:: SUPPLIED PASSAGE ::
NAFTA Withdrawal Unlikely to Cause US Consumer Harm

August 29, 2017

By Michael Stumo, CEO of CPA, and Jeff Ferry, CPA Research Director

President Trump raised the possibility of withdrawing from the North American Free Trade Agreement last week in an Arizona speech.

“Personally, I don't think we can make a deal ... I think we'll end up probably terminating NAFTA at some point," Trump said.

Contrary to what you hear in the mainstream media, NAFTA withdrawal would be unlikely to cause harm to consumers.

A detailed CPA analysis reveals that the effect of a complete US withdrawal from NAFTA would have a tiny effect on US consumer prices.  Our investigation shows that many of the most alarming claims are simply scare tactics, often instigated by the “Import Lobby”, i.e. multinationals and trade associations that have long favored imports over US production.

The US is less import dependent than any developed country. Total US goods imports were only 11.9% of GDP, a smaller percentage than ALL world economies except five (Nigeria, Sudan, Argentina, Brazil, Cuba).  Mexican imports made up just 13% of total US goods imports. Post NAFTA tariffs on Canadian imports would remain nearly zero. Post NAFTA tariffs on Mexican imports would be between zero and five percent on most goods. Consumer would see very little price difference because tariff changes would be small and unlikely to be fully passed on to consumers.

Last year, the US imported $294 billion worth of goods from Mexico and $278 billion from Canada. If NAFTA disappeared, our imports from Canada would still be covered by the pre-existing Canada Free Trade Agreement of 1989, and thus Canadian import prices would be largely unaffected. Hence we focus on Mexico in this note.

Tariffs on Mexican imports would revert to the levels specified in the US tariff schedule. These are published on the Department of Commerce’s website. In most cases, these tariff levels are very low (usually either zero or single-digit percentages), reflecting the longtime US government position in support of low import tariffs even with nations with whom we have no free trade agreement (FTA). Exchange rate and energy prices often fluctuate more than these potential tariff changes.
:::
:: PROVIDED RECORDS ::
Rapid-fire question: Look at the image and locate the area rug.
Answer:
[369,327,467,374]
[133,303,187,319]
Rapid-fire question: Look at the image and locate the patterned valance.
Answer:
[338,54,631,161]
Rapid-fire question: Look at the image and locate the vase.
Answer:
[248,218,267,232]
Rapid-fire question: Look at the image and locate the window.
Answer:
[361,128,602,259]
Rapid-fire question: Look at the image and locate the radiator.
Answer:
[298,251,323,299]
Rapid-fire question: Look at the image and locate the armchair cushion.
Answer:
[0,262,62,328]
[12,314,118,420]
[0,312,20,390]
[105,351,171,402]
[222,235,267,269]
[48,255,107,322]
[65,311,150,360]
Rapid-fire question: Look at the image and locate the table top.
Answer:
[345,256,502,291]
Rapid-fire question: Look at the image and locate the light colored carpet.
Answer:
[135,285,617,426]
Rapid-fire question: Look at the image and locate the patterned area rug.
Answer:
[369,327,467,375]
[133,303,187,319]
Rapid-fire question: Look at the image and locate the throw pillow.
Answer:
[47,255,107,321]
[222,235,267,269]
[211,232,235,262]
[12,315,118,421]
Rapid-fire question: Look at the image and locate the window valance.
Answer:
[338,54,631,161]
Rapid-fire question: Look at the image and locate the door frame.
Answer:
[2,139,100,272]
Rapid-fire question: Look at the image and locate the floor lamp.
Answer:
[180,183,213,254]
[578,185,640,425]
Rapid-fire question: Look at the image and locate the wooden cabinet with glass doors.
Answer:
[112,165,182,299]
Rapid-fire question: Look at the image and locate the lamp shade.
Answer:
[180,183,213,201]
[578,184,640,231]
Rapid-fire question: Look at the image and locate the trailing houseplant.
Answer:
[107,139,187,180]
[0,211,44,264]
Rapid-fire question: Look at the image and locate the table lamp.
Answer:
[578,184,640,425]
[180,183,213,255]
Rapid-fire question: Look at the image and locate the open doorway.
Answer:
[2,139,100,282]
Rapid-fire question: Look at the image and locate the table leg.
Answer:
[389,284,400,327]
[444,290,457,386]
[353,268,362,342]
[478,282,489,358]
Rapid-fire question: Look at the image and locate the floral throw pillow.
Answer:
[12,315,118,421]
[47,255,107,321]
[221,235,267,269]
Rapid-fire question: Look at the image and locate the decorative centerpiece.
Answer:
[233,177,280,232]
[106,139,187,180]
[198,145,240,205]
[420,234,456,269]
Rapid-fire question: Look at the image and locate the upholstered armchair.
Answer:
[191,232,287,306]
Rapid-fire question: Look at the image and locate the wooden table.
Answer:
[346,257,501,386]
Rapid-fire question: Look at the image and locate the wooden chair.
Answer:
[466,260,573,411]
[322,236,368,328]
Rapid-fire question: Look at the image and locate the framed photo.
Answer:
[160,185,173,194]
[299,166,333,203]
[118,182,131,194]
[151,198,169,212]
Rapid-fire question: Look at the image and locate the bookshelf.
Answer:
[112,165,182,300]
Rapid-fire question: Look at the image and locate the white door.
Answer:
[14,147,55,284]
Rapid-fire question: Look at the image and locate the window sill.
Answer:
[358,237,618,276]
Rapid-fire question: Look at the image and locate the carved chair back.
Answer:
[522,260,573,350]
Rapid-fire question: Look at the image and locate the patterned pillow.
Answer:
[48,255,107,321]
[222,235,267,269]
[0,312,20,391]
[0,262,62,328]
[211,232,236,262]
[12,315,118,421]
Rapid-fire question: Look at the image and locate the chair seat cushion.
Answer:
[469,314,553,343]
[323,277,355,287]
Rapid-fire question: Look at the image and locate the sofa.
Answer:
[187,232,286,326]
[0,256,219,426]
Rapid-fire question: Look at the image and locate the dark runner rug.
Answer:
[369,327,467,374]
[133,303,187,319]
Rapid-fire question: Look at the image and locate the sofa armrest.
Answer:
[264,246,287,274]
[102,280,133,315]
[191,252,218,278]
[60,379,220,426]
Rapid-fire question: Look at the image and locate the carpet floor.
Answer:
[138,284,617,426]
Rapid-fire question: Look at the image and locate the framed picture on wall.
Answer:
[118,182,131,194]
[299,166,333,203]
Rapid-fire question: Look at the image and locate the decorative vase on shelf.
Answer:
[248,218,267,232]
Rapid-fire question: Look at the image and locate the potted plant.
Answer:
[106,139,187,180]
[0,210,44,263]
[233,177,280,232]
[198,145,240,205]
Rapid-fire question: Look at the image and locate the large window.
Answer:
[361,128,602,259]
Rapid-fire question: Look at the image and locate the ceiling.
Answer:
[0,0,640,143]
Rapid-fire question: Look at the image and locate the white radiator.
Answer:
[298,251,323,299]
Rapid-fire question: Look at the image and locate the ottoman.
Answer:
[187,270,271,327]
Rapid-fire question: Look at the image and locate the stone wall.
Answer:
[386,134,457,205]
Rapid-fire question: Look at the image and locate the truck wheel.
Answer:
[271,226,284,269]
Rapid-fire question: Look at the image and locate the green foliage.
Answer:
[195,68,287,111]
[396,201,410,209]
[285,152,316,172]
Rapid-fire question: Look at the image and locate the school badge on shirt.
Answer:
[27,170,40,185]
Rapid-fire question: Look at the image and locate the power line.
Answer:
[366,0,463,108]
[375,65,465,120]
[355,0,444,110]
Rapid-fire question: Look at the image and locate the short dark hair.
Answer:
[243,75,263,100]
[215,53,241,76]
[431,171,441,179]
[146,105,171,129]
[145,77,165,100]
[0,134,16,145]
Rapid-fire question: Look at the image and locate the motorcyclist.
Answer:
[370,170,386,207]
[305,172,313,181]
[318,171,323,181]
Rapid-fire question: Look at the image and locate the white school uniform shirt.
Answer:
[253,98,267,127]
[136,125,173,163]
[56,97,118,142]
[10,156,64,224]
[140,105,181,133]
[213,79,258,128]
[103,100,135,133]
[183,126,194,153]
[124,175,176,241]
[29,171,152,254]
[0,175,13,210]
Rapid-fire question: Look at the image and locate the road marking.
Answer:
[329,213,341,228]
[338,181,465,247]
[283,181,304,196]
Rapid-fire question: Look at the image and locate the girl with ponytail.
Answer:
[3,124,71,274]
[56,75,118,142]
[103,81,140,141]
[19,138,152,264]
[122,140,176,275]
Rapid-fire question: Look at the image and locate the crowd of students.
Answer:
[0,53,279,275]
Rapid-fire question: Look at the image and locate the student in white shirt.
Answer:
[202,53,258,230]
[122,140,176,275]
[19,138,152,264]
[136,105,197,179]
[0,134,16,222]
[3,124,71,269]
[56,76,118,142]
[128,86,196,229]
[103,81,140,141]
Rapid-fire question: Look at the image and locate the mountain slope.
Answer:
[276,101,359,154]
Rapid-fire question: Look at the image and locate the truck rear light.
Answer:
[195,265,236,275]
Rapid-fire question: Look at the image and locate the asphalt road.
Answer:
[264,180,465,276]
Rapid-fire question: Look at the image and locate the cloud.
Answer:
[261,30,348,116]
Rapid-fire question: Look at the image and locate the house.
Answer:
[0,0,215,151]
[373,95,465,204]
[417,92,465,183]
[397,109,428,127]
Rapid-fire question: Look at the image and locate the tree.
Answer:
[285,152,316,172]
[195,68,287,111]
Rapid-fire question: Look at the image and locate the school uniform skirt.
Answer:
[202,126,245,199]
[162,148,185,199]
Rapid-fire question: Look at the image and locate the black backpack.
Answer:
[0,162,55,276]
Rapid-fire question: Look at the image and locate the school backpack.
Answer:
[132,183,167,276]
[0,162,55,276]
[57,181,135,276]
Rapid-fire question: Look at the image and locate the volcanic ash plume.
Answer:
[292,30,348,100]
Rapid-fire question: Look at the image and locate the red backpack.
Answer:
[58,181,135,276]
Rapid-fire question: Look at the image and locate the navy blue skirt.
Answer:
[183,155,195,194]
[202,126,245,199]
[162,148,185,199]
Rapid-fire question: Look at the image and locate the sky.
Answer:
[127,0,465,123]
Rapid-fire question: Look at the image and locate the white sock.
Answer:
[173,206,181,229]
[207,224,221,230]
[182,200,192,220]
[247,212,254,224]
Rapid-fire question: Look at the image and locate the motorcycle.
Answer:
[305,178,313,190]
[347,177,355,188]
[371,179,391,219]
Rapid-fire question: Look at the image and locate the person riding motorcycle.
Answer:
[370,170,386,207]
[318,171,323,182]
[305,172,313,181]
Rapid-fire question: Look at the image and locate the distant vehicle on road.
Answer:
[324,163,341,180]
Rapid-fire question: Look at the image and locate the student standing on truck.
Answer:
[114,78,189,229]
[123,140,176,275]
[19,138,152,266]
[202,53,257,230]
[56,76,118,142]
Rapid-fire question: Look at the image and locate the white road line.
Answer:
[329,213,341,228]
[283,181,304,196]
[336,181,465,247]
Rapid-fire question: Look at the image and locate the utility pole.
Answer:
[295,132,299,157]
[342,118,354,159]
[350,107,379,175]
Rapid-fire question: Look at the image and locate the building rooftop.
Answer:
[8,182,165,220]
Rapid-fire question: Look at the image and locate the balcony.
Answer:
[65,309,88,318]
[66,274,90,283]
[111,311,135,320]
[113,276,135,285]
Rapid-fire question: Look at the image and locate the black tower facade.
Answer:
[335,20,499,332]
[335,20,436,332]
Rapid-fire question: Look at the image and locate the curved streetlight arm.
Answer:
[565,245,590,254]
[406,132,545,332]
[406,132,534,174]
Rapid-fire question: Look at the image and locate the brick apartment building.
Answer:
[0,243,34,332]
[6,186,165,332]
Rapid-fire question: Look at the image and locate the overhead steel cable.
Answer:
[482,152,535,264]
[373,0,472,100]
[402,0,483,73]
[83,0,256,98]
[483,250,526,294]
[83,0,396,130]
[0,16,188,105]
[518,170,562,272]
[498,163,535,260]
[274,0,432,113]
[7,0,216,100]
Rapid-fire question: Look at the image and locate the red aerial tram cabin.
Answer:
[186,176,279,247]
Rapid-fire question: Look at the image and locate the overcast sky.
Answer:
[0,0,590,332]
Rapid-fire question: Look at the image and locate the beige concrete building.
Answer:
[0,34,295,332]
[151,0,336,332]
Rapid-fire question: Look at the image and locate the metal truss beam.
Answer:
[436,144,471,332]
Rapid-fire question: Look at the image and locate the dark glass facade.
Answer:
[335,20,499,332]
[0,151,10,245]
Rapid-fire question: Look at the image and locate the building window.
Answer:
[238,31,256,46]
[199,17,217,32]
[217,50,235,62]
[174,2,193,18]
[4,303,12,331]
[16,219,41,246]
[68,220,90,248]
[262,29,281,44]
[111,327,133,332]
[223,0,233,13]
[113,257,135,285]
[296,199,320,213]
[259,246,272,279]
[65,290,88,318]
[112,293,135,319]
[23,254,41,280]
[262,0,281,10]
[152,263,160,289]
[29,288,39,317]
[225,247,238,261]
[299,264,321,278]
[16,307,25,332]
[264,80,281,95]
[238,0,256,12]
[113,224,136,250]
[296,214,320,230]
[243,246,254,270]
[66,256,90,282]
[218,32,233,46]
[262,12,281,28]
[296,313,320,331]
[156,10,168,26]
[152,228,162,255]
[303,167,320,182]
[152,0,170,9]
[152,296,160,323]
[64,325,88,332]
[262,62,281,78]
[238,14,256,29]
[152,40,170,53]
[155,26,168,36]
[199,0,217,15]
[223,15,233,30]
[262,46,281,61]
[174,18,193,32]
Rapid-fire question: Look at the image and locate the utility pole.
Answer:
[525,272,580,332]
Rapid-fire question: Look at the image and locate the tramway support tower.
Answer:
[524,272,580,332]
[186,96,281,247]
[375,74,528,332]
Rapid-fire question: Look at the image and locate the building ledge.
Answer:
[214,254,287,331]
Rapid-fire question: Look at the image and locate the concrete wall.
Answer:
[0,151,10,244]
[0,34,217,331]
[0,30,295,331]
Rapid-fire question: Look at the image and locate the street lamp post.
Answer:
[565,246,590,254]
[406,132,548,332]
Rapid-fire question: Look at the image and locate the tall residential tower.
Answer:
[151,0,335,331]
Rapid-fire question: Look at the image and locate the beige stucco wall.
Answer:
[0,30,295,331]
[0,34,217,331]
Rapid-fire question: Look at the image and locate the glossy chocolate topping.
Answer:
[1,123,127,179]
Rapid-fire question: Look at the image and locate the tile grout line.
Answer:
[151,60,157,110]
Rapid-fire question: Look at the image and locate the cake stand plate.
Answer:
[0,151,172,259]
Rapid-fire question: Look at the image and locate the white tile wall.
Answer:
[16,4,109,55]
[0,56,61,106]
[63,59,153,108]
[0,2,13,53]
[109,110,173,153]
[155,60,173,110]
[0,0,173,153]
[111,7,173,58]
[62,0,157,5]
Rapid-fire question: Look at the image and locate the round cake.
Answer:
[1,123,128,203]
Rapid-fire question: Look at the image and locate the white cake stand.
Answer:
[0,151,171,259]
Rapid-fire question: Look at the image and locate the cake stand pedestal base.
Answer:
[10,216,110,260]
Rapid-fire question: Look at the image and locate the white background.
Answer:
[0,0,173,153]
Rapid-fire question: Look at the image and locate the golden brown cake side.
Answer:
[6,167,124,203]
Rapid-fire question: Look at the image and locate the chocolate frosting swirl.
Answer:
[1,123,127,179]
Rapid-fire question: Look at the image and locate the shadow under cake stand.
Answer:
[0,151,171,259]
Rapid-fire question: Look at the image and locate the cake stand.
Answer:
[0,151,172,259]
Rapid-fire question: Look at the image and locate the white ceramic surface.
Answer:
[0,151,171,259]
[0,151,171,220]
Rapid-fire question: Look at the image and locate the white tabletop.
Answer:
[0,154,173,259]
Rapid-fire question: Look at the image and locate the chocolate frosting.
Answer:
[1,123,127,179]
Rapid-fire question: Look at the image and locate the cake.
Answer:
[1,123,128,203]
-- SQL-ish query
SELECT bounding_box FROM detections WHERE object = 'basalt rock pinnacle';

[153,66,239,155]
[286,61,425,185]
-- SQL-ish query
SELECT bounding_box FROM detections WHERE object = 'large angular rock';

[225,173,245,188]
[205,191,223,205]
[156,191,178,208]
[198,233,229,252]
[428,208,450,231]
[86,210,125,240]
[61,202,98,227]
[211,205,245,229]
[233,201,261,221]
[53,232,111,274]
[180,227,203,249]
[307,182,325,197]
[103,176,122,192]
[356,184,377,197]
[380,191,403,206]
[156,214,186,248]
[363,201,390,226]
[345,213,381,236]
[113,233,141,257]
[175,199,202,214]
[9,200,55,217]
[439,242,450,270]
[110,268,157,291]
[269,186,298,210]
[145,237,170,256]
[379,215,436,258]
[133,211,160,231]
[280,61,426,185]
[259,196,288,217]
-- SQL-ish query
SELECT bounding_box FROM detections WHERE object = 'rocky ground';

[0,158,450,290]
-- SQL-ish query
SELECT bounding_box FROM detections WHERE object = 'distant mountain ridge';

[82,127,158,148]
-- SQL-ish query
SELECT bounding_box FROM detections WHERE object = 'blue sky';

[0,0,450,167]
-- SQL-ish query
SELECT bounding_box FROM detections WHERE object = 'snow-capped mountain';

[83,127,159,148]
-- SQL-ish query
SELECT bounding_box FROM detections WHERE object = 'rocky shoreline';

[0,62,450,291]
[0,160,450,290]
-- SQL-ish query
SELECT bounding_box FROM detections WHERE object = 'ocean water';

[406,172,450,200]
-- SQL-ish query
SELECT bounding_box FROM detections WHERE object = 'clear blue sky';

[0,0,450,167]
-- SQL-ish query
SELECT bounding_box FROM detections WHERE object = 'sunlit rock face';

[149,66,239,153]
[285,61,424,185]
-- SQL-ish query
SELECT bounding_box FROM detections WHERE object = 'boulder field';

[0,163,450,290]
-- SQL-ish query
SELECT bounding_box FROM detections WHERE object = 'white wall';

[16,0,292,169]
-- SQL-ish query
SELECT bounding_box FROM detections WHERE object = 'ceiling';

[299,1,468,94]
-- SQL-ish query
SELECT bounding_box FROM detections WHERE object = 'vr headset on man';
:::
_TASK GOAL_. Write out the NAFTA withdrawal article verbatim, from "NAFTA Withdrawal Unlikely" up to and including "over US production.".

_SOLVED EXERCISE_.
NAFTA Withdrawal Unlikely to Cause US Consumer Harm

August 29, 2017

By Michael Stumo, CEO of CPA, and Jeff Ferry, CPA Research Director

President Trump raised the possibility of withdrawing from the North American Free Trade Agreement last week in an Arizona speech.

“Personally, I don't think we can make a deal ... I think we'll end up probably terminating NAFTA at some point," Trump said.

Contrary to what you hear in the mainstream media, NAFTA withdrawal would be unlikely to cause harm to consumers.

A detailed CPA analysis reveals that the effect of a complete US withdrawal from NAFTA would have a tiny effect on US consumer prices.  Our investigation shows that many of the most alarming claims are simply scare tactics, often instigated by the “Import Lobby”, i.e. multinationals and trade associations that have long favored imports over US production.